[Begin LISTED ENTRIES]

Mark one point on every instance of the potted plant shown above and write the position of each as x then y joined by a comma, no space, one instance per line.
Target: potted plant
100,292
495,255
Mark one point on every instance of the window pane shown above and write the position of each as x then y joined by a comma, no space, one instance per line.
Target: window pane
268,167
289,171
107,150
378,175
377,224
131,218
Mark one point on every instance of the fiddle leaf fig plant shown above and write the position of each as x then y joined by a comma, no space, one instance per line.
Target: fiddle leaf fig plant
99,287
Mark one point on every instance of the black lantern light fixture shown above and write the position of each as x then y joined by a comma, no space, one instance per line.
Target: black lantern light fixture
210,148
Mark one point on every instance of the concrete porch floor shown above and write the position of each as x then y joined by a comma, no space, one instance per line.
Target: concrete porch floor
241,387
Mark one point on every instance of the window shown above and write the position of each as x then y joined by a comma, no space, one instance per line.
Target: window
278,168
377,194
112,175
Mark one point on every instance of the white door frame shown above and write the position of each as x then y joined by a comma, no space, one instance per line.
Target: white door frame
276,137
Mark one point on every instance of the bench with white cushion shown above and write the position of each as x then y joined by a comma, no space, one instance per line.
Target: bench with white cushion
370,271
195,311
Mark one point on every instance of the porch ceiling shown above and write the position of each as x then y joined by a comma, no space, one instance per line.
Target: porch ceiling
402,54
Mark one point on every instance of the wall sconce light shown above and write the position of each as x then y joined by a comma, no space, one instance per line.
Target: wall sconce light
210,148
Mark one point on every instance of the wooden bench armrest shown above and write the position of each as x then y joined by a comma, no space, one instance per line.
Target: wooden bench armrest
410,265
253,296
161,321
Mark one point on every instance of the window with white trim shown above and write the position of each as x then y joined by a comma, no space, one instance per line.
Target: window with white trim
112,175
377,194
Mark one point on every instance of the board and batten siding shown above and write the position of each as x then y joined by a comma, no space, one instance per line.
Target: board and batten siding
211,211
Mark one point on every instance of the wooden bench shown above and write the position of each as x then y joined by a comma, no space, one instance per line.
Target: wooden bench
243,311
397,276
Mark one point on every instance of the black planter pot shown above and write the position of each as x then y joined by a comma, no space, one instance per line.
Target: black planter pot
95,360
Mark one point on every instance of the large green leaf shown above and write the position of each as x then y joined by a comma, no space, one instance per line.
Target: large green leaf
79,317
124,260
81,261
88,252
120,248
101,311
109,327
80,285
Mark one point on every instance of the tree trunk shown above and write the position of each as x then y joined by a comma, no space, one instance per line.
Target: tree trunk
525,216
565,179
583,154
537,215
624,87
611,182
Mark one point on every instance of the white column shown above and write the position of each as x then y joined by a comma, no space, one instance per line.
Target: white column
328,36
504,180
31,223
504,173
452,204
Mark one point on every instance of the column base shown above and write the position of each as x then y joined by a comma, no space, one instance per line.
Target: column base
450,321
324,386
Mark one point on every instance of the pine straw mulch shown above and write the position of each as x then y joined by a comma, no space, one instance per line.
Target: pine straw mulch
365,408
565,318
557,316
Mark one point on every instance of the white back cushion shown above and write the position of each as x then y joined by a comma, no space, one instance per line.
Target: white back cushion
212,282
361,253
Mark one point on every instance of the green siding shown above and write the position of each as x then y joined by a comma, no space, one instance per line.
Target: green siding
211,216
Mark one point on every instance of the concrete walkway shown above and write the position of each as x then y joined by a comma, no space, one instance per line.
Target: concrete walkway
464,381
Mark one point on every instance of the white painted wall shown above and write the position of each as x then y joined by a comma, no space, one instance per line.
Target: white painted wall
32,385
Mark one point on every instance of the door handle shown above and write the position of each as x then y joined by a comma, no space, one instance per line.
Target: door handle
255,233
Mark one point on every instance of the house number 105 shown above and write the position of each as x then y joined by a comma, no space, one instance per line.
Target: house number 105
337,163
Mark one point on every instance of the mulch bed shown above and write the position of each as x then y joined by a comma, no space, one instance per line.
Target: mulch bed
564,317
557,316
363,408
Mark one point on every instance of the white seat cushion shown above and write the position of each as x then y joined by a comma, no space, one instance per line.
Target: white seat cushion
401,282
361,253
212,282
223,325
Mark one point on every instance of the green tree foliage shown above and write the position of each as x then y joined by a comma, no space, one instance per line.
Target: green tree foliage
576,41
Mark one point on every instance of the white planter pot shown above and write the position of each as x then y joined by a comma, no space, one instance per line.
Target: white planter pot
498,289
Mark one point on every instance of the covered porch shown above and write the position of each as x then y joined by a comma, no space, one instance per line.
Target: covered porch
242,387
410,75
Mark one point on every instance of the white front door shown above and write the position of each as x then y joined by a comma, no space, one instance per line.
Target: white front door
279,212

[End LISTED ENTRIES]

*GOAL:* Repeat the entries exactly, all of them.

*ANSWER FOR THIS EXERCISE:*
Mark one point on every instance of the potted plant shown above and write the position of each as x then y joined by a comma, no space, one instance per line.
Target: potted plant
100,292
495,255
Mark one point on every instance of the window pane shown above and write the position of each as x then y joined by a comma, no space, one instance per line.
Target: window pane
268,167
289,171
107,150
378,175
377,224
131,218
Mark one point on every instance of the fiddle leaf fig plant shown above and write the position of each as x then y joined by a comma, no space, one instance per line.
Target: fiddle leaf fig plant
99,287
Mark one point on every instance of the black lantern light fixture shown above and write the position of each as x then y joined by a comma, no space, one instance per line.
Target: black lantern light fixture
210,148
Mark one point on every instance of the concrete porch floor shown above and write the position of each as x then y joined by a comma, no space, one instance per line.
Target: concrete porch floor
241,387
Mark one point on every instance of the window shown above and write the position of each as x then y joined by a comma, no space, one instance per line.
Target: window
278,168
377,194
112,175
Mark one point on every instance of the white door frame shown above and write the position of each as x then y joined by a comma, no space, one instance per line.
Target: white door frame
276,137
Mark one point on every instance of the bench with white cushion shown above and write the position of each as x then y joined by a comma, no space, one instance per line.
Target: bench with white cushion
370,271
195,311
Mark one point on every instance of the porch ceiling shown above and write the position of each as x then y joined by a comma, no space, one instance per line.
Target: porch ceiling
402,54
Mark one point on every instance of the wall sconce light shown above and write the position of each as x then y joined by a comma, no space, one instance per line.
Target: wall sconce light
210,148
Mark one point on every instance of the wooden bench armrest shown above and write the position of each as x then y joined by a comma, no space, one instance per line.
Target: wooden bench armrest
410,265
253,296
161,321
Mark one point on every instance of the window with white trim shown above and write the position of each as x then y joined by a comma, no space, one instance per line.
Target: window with white trim
112,175
377,194
Mark one point on every instance of the board and batten siding shown above and write the position of each as x then y joined by a comma, no space, one instance per line.
Target: board and batten siding
211,211
Mark one point on every instance of the wooden bench shown above and write the position of each as x then y joined by a comma, no space, one instance per line.
Target: wooden bench
243,311
397,276
Mark one point on every instance of the black planter pot shown above and write the position of each as x then y joined by a comma, no space, one instance per line.
Target: black planter pot
95,360
Mark one point on every instance of the large green leaf shown above and write the position of each as x then y joined by a comma, no space, one instance per line.
Target: large green leaf
79,317
124,260
81,261
88,252
120,248
101,311
109,327
80,285
Mark one point on every instance of the tree trunk shown above and write the position of each as x then y joined by a comma, no space, one instance per line.
Target: tree trunk
525,216
565,179
583,154
537,215
624,87
611,182
Mark one point on every instance of the white column shown above and write the position of each as x then y joined by a comma, no space, one instance per line.
Target: white column
328,36
504,180
31,223
504,173
452,204
Mark one point on every instance of the column base shown above and write the position of each as x then y joined by a comma, no space, one instance per line.
Target: column base
450,321
324,386
Mark one point on every instance of the pine straw mulch shown above and write the position of each as x then y joined by a comma, no space, one instance per line.
Target: pine straw mulch
365,408
565,318
557,316
Mark one point on every instance of the white back cushion shown above and write the position of each as x then y joined by a comma, no space, one instance per line.
Target: white back cushion
212,282
361,253
Mark one point on every instance of the green siding shown above and write the position of each as x then y joined by a comma, no space, one instance per line.
Target: green siding
211,216
Mark one point on every instance of the concrete walkway shown above and write the position of each as x then y joined by a comma, no space, one instance per line.
Target: concrete walkway
464,381
Mark one point on every instance of the white painted wall shown above and write the position of each as x then y joined by a comma, no space, one instance per line.
Target: white painted wall
32,385
Mark one point on every instance of the door handle shown above and write the position of each as x then y joined by a comma, no space, one instance per line.
Target: door handle
255,233
Mark one point on every instance of the house number 105 shown above and write the position of each as x then y joined by a comma, no space, one instance per line.
Target: house number 105
337,163
Mark one point on every instance of the mulch bed shown above and write the position of each as x then y joined by a comma, no space, one instance per line.
Target: mulch bed
564,317
557,316
363,408
Mark one point on every instance of the white seat cushion shown above and write the position of each as x then y joined by a comma, no space, one instance per line.
Target: white seat cushion
401,282
361,253
212,282
223,325
Mark one point on every instance of the green tree foliage shown above and write the position of each as x then y joined by a comma, no space, one instance per line.
Target: green tree foliage
576,41
Mark one point on every instance of the white planter pot shown above and write the position of each as x then y joined by a comma, no space, one instance per line.
Target: white planter pot
498,289
Mark one point on every instance of the covered porch shown above and write the position of each as x then y joined by a comma, no space, one instance per line.
Target: covered porch
242,387
410,75
Mark one point on every instance of the white front door shown above and write the position of each as x then y joined by a comma, no space, one instance per line.
Target: white front door
279,212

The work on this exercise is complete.